▶ [Records for the exercise]
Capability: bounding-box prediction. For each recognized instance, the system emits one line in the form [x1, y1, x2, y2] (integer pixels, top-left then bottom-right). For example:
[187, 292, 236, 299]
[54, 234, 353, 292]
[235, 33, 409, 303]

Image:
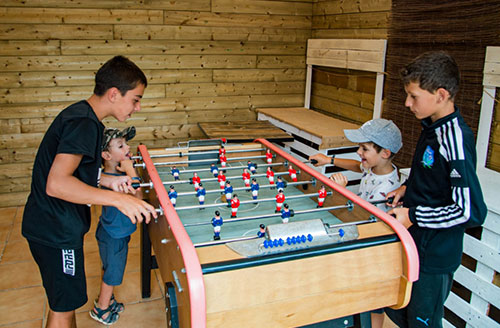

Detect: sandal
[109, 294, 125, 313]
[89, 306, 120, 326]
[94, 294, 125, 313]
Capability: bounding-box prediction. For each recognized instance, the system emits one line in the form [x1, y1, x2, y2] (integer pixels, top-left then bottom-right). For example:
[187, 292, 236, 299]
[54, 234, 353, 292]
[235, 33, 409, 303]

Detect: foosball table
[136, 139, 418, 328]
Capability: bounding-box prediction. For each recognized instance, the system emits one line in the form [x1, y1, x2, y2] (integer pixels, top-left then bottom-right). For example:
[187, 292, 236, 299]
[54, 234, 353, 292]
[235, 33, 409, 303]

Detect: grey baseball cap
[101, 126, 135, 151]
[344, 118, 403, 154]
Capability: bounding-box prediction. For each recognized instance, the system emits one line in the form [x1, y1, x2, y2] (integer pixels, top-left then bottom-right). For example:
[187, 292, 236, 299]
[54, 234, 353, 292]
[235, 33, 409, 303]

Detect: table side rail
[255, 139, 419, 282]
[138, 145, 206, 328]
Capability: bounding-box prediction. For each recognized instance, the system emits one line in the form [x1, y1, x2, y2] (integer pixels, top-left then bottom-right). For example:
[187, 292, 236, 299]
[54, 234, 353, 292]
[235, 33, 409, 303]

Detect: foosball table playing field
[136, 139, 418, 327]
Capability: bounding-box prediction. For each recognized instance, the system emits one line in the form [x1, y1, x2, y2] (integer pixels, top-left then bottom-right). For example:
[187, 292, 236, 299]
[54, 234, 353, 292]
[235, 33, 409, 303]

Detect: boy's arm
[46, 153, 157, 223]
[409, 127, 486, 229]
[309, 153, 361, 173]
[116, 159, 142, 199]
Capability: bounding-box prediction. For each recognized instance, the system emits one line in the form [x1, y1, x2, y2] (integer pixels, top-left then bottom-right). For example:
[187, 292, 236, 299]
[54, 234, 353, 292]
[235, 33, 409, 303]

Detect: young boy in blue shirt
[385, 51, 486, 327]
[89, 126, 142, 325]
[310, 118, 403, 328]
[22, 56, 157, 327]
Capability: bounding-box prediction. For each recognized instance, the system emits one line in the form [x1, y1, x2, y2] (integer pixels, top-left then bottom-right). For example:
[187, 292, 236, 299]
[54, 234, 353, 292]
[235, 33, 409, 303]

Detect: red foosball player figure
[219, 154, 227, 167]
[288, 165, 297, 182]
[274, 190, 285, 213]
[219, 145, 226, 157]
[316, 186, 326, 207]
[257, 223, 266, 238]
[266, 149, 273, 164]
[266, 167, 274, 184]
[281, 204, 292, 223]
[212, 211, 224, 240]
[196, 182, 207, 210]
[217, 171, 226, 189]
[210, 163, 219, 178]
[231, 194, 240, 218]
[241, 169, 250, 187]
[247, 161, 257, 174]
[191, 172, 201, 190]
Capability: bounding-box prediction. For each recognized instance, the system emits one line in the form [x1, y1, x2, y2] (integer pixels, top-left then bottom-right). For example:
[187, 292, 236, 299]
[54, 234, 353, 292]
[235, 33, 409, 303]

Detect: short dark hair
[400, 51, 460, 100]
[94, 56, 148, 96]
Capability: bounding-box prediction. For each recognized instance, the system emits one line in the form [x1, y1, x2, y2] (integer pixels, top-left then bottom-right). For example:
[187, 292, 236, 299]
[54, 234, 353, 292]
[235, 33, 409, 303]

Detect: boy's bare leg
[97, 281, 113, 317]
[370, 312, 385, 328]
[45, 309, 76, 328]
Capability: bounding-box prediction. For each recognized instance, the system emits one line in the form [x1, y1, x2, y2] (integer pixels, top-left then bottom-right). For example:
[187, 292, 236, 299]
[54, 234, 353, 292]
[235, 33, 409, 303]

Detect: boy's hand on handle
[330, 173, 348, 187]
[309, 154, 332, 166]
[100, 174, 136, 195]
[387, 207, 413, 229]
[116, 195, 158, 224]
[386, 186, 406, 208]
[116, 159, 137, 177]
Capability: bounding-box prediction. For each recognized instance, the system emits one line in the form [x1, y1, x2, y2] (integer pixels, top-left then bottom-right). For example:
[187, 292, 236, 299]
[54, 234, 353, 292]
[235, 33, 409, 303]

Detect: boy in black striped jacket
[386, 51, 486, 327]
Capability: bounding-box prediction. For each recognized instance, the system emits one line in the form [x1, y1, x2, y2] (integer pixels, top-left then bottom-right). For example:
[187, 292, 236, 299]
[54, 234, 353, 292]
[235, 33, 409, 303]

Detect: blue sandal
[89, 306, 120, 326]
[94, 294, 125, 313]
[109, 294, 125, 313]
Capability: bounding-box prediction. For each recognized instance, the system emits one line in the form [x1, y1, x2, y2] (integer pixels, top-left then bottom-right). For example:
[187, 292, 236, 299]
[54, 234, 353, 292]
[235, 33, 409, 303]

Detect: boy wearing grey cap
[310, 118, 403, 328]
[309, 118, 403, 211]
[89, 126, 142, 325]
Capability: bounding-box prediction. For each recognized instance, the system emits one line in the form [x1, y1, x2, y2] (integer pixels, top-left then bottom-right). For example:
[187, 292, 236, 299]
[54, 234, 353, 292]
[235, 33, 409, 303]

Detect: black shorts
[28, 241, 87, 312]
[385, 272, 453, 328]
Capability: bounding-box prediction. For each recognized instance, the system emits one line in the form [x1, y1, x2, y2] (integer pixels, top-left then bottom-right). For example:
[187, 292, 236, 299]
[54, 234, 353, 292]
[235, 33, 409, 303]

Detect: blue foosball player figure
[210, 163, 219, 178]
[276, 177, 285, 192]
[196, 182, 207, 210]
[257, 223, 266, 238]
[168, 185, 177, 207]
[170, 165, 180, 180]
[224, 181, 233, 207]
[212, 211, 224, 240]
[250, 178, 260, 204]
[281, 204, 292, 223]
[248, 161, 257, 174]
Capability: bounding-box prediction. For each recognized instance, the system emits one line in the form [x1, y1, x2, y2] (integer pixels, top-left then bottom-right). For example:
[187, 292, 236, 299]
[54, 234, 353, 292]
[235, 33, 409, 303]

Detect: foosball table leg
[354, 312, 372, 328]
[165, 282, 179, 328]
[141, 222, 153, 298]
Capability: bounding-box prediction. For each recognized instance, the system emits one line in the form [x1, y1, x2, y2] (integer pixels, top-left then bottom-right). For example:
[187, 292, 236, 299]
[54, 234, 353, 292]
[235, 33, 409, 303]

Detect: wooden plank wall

▶ [Task brief] Update the items starting at the first line and ending at the line containing "[116, 159, 142, 199]", replacing "table side rail" with "table edge rail" and keeping everything else the same. Leave the pictures out of your answer.

▶ [Result below]
Capability: bounding-box prediction. For each recognized instance, the system emits one line in the form [x1, y1, x2, y2] (integer pixels, top-left then bottom-right). For example:
[187, 292, 236, 299]
[54, 234, 353, 292]
[235, 33, 409, 303]

Image:

Detect: sandal
[109, 294, 125, 313]
[89, 306, 120, 326]
[94, 294, 125, 313]
Capability: bounding-box prediction. For each recognized instance, the system emits one line in the form [x1, y1, x2, y2] (integer pixels, top-left then bottom-right). For example:
[187, 292, 236, 299]
[54, 234, 353, 292]
[235, 33, 409, 303]

Detect: foosball table
[136, 139, 418, 328]
Capability: bounding-box prediction. For each recognized instance, the system emits one line in the form [x1, y1, x2, y2] (integer pixels, top-left then bottom-right). For example:
[187, 292, 236, 299]
[54, 234, 353, 292]
[235, 33, 409, 303]

Detect: grey baseball cap
[101, 126, 135, 151]
[344, 118, 403, 154]
Capability: bounding-box prediction. For each recognized instance, the system emits one line in the form [x1, y1, x2, y2] (integer pixels, top-left then bottom-right). For example:
[187, 292, 236, 299]
[54, 234, 353, 292]
[235, 33, 409, 303]

Detect: table edge rail
[255, 139, 419, 282]
[138, 145, 206, 328]
Capability: bounding-box prediction. For each recognized instance, the system emits one line in the form [x1, y1, x2, y2] (integer pixels, top-left then bottom-right). For example:
[187, 292, 236, 299]
[54, 234, 353, 292]
[235, 33, 409, 303]

Detect: foosball table playing field
[136, 139, 418, 327]
Capability: bounding-box prediction. For each recognized instance, the system emits one line in the form [x1, y1, x2, y2] (integer pixels, top-left then bottom-right). For example:
[187, 292, 236, 299]
[54, 234, 353, 292]
[235, 33, 409, 303]

Detect: boy's arm
[46, 153, 157, 223]
[409, 127, 486, 229]
[309, 153, 361, 173]
[116, 159, 142, 199]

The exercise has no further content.